Only the lines from the one containing "Task: annotate a point on every instance of the dark mirror" to the end of the entries should be written out, each exactly as it stands, both ends included.

**INPUT MATERIAL**:
⟨

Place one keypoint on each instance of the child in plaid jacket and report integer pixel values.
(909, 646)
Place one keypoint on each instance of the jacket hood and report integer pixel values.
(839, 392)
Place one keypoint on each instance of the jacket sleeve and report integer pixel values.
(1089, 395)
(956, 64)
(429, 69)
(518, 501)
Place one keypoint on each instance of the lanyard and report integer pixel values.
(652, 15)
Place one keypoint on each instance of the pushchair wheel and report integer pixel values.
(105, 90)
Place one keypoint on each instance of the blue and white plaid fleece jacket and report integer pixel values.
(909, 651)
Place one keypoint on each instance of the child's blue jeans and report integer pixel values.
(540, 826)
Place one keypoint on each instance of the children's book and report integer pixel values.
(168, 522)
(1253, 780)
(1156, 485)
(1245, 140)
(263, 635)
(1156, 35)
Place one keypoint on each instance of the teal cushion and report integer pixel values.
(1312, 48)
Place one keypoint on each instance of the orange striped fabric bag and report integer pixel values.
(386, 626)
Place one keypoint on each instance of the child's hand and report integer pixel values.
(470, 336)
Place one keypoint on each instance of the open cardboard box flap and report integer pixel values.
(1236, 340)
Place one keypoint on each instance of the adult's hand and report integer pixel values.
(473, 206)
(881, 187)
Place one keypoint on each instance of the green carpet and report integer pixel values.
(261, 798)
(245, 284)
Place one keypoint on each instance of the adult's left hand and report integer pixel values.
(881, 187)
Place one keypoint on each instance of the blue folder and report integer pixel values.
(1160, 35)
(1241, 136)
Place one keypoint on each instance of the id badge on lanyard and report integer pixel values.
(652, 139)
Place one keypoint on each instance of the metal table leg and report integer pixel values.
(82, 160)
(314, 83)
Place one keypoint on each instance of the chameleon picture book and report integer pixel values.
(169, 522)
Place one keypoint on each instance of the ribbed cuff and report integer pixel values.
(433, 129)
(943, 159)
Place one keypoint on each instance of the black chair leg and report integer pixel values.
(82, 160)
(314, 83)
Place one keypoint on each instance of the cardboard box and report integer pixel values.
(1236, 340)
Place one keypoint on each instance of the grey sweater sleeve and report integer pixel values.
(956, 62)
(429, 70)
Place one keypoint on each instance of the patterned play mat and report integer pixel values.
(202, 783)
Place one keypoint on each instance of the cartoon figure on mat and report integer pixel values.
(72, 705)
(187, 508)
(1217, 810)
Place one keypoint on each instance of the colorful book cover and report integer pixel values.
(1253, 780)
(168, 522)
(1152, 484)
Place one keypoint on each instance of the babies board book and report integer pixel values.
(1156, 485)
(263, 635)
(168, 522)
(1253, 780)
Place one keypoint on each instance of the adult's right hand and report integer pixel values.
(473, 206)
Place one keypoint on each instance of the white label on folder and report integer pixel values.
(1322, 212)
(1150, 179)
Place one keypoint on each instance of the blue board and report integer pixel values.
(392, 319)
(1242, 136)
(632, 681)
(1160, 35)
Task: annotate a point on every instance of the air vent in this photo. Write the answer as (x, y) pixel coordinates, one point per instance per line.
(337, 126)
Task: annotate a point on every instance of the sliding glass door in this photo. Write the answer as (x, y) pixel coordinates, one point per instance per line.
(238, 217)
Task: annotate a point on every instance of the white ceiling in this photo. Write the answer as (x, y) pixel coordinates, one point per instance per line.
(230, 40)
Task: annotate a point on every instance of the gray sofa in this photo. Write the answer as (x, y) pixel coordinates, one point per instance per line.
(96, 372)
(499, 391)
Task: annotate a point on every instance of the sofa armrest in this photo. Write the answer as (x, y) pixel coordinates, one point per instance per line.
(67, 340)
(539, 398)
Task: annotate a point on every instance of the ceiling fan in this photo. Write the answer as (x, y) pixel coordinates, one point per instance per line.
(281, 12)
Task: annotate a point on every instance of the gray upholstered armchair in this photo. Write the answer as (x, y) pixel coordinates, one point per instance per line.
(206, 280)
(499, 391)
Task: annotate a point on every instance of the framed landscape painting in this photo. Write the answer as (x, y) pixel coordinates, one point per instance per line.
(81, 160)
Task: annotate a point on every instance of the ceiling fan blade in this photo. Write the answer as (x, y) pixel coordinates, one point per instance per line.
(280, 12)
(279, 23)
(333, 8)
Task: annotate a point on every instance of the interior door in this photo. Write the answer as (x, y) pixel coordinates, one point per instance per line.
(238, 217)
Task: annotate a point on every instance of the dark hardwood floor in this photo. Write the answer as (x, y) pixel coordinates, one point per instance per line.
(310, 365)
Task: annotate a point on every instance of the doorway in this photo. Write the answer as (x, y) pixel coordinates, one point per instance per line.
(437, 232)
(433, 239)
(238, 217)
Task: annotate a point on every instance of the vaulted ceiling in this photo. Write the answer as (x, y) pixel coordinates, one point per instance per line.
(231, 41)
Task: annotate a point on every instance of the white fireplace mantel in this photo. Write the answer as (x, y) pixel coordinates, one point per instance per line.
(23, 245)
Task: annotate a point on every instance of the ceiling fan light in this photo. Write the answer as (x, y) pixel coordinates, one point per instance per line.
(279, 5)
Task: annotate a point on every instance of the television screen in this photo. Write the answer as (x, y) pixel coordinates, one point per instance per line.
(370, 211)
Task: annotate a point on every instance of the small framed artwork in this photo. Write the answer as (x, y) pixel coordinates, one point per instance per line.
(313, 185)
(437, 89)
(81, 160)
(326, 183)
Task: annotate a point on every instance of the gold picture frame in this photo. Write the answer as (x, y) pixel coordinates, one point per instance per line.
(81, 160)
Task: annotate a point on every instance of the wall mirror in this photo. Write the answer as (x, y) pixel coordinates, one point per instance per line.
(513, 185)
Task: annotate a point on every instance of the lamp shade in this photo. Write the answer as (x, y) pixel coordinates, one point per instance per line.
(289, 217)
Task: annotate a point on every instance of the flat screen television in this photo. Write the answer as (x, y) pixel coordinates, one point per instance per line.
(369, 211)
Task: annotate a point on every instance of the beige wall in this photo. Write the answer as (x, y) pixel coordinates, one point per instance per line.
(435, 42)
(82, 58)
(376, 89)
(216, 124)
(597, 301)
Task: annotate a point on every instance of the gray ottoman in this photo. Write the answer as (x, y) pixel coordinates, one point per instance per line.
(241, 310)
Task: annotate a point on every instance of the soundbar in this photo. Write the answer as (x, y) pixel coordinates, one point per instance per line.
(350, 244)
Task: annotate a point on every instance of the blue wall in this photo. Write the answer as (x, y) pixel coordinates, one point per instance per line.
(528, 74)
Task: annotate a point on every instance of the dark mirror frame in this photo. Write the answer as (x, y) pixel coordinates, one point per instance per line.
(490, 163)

⟩

**OUTPUT FOR THIS TASK**:
Task: annotate a point on every instance of the dark mirror frame in this photo. Write the answer as (x, y) pixel coordinates, one point per instance per line.
(490, 163)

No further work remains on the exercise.